→ SOURCE TEXT
* * * * * * *

How Do You End It?
I wrote this post 6 years ago, in 2016. I’d like to submit this question again, hoping to ignite a discussion. Please post your comments, and include your age. Thanks!
If you’re dating (or trying to date), I’d like your input:
Let’s say you met someone, either through online dating or some other way. It seemed to have potential as you started to spend time together and get to know each other, but soon you realized it wasn’t going to work out.
Which of these do you do?
- Say something like “I’m sorry, but I don’t see us as a match,” with a kind explanation.
- Say something like “I’m sorry, but I don’t see us as a match,” but with no explanation.
- Give an explanation that you know will hurt, but will definitely end things.
- Give the true reason you want to end it.
- Make up an excuse, e.g. decided to get back with an ex, or not ready to date again, or …?
- “Ghost” or “fade away”: you say nothing but don’t get in touch or respond when the other person contacts you.
- Other? (Please explain.)
Now switch roles:
If you’ve been on the receiving end of any of the above, which one(s) left you feeling okay? Awful? If rejection has to happen, how do you want to be rejected?
Do your answers change in any way if you and this new person have been sexual?

* * * * * * *

→ DATASET ENTRIES
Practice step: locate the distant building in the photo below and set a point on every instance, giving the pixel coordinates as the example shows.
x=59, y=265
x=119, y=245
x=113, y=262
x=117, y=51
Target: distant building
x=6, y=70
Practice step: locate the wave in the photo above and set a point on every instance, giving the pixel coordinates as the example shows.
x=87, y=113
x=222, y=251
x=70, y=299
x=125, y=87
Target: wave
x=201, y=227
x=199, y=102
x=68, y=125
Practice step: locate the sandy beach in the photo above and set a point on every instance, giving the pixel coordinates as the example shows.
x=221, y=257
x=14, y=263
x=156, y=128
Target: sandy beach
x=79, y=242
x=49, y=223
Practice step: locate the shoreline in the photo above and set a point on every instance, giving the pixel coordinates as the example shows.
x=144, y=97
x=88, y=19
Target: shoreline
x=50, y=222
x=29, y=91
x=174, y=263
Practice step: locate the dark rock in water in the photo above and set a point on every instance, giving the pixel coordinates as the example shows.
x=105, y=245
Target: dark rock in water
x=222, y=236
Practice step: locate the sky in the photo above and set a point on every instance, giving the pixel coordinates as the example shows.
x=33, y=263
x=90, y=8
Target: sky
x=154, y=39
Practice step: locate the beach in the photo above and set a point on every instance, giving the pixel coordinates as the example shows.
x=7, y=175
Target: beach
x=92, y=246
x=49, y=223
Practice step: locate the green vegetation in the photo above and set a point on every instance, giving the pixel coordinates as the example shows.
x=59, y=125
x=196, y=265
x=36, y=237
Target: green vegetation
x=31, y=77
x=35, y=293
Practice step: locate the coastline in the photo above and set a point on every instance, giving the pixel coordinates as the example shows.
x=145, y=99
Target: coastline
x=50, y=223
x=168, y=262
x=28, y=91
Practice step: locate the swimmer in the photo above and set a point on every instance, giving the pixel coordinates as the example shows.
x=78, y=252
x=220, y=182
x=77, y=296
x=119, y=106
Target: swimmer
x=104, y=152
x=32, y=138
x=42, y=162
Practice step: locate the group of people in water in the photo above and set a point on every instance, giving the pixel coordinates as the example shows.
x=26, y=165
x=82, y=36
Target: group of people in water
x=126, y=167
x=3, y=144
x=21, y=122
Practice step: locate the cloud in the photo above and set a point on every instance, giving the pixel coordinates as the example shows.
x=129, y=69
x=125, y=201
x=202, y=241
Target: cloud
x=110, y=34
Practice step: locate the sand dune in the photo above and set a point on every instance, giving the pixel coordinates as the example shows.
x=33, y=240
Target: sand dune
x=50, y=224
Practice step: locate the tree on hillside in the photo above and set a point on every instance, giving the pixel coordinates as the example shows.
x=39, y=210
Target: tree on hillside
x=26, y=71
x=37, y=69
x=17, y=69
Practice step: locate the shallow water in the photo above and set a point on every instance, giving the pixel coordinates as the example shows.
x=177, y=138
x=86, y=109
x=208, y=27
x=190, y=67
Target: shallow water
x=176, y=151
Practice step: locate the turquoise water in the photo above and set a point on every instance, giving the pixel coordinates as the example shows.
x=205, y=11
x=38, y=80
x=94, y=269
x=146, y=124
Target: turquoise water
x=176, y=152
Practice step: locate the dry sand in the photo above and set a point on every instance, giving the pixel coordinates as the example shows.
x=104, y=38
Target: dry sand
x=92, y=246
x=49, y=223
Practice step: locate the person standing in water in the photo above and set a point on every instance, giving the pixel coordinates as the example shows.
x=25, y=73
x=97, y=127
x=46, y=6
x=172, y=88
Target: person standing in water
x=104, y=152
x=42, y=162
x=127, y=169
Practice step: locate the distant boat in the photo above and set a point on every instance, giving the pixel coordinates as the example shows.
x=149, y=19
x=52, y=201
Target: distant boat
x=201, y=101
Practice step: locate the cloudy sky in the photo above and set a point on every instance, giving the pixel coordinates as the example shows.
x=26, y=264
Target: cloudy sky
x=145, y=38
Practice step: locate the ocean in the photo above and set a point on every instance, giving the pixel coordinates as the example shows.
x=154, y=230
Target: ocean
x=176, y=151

* * * * * * *

→ AIM 1
Decide whether each statement agrees with the dating post: (a) The post was first written in 2016. (b) The post asks commenters to include their location. (c) One listed option is to say nothing and not respond when the other person makes contact. Answer yes or no for each, quoting the deciding words of the post.
→ AIM 2
Write out the part of the dating post starting at "If you’re dating" and ending at "a kind explanation.".
The rows are material apart from the dating post.

→ WORKED ANSWER 1
(a) Yes: "I wrote this post 6 years ago, in 2016."
(b) No: "Please post your comments, and include your age."
(c) Yes: "“Ghost” or “fade away”: you say nothing but don’t get in touch or respond when the other person contacts you."

→ WORKED ANSWER 2
If you’re dating (or trying to date), I’d like your input:
Let’s say you met someone, either through online dating or some other way. It seemed to have potential as you started to spend time together and get to know each other, but soon you realized it wasn’t going to work out.
Which of these do you do?
- Say something like “I’m sorry, but I don’t see us as a match,” with a kind explanation.